- Trecho selecionado -
|---|

O muralismo mexicano

Por Carol Zanelatto

Um imaginário possível e uma memória cultural latina

Exploração, condições precárias, opressão: o primeiro parágrafo da história das revoluções geralmente se conforma com essas questões. Campesinato, revolta, tomada: foi exatamente nesse contexto que a Revolução Mexicana se configurou no início do século XX, a partir de 1910, como uma das mais importantes revoltas populares da América Latina.¹

A década de 20 foi marcada como um momento de instabilidade política muito forte no México. Como a revolução tinha ‘chegado ao poder’, o contexto pedia a unificação do povo – o momento do pensar, de construir uma identidade nacional. Como as raízes mexicanas foram diretamente integradas no movimento revolucionário, era necessário pensar em quem era esse povo, quem constituía essa ‘nação’. Paralelo a esse contexto, o movimento modernista, que se firmou como uma forte corrente de vanguarda nas artes – nessa época – propunha, entre outras coisas, uma discussão acerca das nacionalidades.

É nessa conjuntura que o movimento Muralista aflora num México pós-revolucionário, catalisado pelo sentimento libertador da revolução: o momento em que o povo derruba o ditador e começa a buscar seus próprios interesses – e tem como tema macro a independência da América espanhola – um momento de quebra da dominação política da metrópole e o nascimento dos estados nacionais.

Diego Rivera - The Mechanization of the Country ( 1926)

Diego Rivera – The Mechanization of the Country (1926)

É dessa forma que Diego Rivera, David Siqueiros, José Orozco – considerados ‘los tres grandes’ – pintam uma série de murais nos palácios públicos, no objetivo de  retomar a temática social, sendo vistos, como precursores de uma arte pública em função de seu compromisso político bem como seu apelo visual; era necessário romper com as estéticas europeias e propor uma arte que fosse do povo e para o povo: nesse momento, a pintura sai do cavalete e dos espaços fechados, simbolizando que não mais pertence a uma pessoa, e sim ao povo, e vai para as paredes – “muros” – dos edifícios públicos, daí o nome.

|---|

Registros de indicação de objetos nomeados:

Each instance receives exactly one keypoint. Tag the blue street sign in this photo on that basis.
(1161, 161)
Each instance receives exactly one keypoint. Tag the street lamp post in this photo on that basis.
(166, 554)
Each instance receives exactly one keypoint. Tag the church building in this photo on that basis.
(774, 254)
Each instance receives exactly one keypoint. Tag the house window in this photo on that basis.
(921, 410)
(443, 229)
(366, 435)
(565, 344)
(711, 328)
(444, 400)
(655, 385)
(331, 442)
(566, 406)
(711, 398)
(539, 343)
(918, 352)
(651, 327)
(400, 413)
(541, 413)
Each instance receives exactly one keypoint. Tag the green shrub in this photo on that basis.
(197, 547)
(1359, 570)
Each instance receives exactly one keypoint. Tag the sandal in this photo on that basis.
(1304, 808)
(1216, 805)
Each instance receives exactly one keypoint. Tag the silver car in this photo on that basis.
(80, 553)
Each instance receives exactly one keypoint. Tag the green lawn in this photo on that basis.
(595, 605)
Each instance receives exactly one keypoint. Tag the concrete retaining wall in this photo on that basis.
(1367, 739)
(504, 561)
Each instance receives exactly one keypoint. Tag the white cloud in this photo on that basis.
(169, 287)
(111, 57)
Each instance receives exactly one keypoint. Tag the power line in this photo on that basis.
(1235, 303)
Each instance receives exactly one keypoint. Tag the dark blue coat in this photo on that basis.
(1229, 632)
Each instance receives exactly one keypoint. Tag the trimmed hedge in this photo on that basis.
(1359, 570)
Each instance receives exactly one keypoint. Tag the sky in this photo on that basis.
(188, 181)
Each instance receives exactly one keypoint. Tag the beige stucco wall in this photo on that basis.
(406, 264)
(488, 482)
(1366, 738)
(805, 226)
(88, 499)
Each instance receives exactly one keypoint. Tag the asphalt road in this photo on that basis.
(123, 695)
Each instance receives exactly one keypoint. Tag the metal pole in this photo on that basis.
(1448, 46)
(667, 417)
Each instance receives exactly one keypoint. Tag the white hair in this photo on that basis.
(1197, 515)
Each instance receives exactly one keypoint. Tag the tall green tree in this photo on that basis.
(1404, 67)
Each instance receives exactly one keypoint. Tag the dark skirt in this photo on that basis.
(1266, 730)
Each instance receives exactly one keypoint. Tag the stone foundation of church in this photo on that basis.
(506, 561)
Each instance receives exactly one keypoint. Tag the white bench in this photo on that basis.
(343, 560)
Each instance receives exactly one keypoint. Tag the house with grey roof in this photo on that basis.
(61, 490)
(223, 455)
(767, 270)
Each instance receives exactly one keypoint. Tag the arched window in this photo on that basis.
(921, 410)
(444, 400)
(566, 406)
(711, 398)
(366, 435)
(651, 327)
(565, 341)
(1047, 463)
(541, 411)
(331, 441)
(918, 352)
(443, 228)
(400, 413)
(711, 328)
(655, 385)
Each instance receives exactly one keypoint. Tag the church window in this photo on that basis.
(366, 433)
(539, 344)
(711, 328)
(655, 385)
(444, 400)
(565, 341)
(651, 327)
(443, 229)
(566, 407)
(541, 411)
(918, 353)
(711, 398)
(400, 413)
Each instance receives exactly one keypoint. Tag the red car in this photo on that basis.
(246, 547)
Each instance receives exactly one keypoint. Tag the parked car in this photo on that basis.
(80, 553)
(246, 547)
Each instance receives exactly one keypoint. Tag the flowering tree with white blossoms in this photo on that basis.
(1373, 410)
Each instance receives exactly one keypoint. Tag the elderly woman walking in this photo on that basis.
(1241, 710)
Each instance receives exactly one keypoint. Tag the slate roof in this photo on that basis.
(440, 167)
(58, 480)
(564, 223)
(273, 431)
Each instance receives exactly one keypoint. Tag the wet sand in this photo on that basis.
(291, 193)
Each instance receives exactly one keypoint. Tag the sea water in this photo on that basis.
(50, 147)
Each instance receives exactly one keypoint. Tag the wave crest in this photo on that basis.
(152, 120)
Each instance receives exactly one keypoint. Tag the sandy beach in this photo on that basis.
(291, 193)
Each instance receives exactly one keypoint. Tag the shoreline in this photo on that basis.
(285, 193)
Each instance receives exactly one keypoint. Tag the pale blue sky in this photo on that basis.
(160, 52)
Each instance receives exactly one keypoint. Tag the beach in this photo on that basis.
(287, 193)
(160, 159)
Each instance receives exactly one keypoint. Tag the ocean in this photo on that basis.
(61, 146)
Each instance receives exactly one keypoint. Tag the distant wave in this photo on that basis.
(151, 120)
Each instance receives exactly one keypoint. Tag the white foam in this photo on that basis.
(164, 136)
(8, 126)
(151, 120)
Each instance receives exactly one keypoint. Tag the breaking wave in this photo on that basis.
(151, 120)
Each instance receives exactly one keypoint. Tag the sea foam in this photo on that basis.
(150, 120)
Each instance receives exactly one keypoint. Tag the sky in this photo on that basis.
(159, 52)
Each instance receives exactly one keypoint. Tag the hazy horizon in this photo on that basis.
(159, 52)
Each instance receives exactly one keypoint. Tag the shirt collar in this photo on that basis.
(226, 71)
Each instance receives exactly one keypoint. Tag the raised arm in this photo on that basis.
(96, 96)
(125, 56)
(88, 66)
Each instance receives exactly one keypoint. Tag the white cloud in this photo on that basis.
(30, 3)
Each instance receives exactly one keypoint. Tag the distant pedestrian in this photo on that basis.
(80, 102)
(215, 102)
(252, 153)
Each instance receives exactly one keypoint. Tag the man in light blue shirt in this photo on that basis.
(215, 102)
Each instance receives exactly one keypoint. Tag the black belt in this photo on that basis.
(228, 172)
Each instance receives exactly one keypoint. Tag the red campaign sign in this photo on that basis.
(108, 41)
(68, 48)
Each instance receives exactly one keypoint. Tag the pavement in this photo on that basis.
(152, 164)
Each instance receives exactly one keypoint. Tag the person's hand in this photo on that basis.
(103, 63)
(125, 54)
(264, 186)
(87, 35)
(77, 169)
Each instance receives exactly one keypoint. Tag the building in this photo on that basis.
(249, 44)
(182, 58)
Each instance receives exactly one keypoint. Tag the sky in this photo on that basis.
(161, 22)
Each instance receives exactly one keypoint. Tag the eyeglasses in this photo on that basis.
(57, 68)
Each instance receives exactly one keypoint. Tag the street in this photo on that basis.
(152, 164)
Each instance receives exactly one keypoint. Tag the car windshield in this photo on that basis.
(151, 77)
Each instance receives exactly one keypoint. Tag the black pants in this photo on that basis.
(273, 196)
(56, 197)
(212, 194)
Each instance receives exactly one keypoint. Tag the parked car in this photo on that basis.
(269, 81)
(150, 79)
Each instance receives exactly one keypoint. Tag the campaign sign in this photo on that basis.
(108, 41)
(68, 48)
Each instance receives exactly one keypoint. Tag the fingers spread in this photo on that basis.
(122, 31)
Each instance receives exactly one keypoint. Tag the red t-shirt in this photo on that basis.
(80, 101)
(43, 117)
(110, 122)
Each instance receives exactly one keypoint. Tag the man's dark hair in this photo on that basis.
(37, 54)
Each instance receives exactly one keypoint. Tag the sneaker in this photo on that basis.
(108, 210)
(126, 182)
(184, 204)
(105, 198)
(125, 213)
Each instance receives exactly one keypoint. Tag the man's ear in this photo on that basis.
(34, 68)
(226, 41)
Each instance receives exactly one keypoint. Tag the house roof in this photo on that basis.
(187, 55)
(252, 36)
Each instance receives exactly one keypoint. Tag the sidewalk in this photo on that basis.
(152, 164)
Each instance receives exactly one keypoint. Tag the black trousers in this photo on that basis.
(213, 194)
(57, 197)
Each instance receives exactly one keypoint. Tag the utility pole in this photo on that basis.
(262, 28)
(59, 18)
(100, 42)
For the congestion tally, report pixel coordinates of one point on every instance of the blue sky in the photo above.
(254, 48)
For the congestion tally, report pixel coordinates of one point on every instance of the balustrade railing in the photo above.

|---|

- Tarefa proposta 1 -
Segundo o trecho sobre o muralismo mexicano, a partir de que ano a Revolução Mexicana se configurou?
- Tarefa proposta 2 -
Diga se cada afirmação concorda com o trecho sobre o muralismo mexicano e cite as palavras que decidem a resposta: (a) a década de 20 foi um período de forte estabilidade política no México; (b) o movimento modernista propunha uma discussão acerca das nacionalidades; (c) os murais foram pintados nos palácios públicos.
- Tarefa proposta 3 -
Liste os pintores que o trecho sobre o muralismo mexicano apresenta como ‘los tres grandes’.

- Resposta desenvolvida 1 -
A partir de 1910.

- Resposta desenvolvida 2 -
(a) Não: "A década de 20 foi marcada como um momento de instabilidade política muito forte no México."
(b) Sim: "propunha, entre outras coisas, uma discussão acerca das nacionalidades."
(c) Sim: "pintam uma série de murais nos palácios públicos."

- Resposta desenvolvida 3 -
Diego Rivera, David Siqueiros e José Orozco.